• Short exercise:
Update the material from its first line up to and including the line containing "Outlines of the climber's", replacing "climber's arm" with "climber's hand" and leaving everything else unchanged.

• Given information:
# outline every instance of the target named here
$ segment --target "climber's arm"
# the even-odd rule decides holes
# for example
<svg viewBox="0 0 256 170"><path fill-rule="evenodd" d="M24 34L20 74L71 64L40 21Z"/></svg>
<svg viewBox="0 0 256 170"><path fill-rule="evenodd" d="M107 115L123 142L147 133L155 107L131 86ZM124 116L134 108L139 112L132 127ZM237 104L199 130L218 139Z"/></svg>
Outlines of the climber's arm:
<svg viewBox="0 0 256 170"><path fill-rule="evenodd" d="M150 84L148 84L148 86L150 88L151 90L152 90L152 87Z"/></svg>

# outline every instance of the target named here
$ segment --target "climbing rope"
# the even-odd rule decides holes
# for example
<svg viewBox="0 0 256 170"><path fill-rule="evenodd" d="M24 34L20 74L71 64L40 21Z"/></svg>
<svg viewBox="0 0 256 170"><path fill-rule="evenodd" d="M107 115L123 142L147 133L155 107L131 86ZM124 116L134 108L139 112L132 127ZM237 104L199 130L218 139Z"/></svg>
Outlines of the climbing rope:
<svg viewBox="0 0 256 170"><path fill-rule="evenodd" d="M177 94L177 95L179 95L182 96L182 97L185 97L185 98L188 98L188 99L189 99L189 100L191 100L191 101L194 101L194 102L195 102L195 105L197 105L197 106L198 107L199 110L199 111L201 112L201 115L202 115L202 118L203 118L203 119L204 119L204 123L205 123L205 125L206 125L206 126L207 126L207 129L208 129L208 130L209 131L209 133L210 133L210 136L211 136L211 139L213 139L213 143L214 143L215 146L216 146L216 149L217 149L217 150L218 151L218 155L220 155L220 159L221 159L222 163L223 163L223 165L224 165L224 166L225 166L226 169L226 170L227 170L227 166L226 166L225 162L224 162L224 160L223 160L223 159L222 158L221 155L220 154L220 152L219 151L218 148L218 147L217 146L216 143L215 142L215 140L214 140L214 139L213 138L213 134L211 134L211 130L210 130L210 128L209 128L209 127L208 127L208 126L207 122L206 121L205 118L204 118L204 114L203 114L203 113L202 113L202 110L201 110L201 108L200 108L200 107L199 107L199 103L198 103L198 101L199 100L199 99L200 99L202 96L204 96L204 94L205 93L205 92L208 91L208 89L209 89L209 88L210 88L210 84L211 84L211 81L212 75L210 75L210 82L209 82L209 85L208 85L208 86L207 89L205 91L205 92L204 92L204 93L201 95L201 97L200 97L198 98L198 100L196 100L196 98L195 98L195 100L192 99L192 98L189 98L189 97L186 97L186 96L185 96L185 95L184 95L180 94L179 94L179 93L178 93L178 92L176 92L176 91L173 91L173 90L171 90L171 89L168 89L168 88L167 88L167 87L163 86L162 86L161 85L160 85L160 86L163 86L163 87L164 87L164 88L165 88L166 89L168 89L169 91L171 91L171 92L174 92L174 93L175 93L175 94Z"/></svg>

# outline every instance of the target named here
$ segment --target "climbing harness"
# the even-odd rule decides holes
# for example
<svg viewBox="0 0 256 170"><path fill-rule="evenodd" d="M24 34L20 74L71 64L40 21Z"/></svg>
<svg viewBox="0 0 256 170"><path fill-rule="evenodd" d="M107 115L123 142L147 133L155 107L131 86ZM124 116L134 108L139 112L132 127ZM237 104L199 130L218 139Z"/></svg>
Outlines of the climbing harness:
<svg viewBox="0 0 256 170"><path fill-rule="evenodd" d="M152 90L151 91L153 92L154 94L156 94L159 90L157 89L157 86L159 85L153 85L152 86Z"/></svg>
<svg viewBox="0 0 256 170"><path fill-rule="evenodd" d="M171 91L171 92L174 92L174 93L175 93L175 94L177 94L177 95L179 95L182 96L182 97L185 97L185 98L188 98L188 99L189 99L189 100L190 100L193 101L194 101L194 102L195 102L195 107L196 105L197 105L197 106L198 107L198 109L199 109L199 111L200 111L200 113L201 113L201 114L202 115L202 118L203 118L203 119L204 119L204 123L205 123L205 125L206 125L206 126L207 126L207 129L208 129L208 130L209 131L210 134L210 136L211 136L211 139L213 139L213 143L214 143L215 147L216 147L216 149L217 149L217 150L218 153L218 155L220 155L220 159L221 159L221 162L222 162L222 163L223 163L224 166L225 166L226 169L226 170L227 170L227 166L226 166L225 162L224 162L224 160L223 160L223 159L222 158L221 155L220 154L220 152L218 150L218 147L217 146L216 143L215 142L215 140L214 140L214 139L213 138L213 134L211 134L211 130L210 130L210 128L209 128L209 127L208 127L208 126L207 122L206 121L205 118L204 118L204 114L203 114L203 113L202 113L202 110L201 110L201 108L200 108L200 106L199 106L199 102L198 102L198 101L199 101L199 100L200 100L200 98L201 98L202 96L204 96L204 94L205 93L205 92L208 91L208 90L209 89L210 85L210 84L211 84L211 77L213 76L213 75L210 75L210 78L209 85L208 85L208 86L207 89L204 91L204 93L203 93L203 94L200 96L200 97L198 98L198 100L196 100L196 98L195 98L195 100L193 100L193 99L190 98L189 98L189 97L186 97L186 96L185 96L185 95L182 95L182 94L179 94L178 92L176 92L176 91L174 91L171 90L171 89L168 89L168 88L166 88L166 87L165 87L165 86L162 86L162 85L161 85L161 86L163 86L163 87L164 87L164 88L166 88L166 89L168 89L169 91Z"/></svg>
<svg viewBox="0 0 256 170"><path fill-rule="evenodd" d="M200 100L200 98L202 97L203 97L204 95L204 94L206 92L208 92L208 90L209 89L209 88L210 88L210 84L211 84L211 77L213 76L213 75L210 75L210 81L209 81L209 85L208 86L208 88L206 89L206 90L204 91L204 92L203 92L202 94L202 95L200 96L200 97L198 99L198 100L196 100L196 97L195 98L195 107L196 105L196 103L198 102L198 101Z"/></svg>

• Completed exercise:
# outline every instance of the target named here
$ segment --target "climber's hand"
# the even-odd rule decides holes
# for example
<svg viewBox="0 0 256 170"><path fill-rule="evenodd" d="M24 34L20 74L71 64L40 21Z"/></svg>
<svg viewBox="0 0 256 170"><path fill-rule="evenodd" d="M107 115L123 142L147 133L155 107L131 86ZM124 116L134 108L139 112L132 127ZM237 104L199 130L218 139Z"/></svg>
Outlines of the climber's hand:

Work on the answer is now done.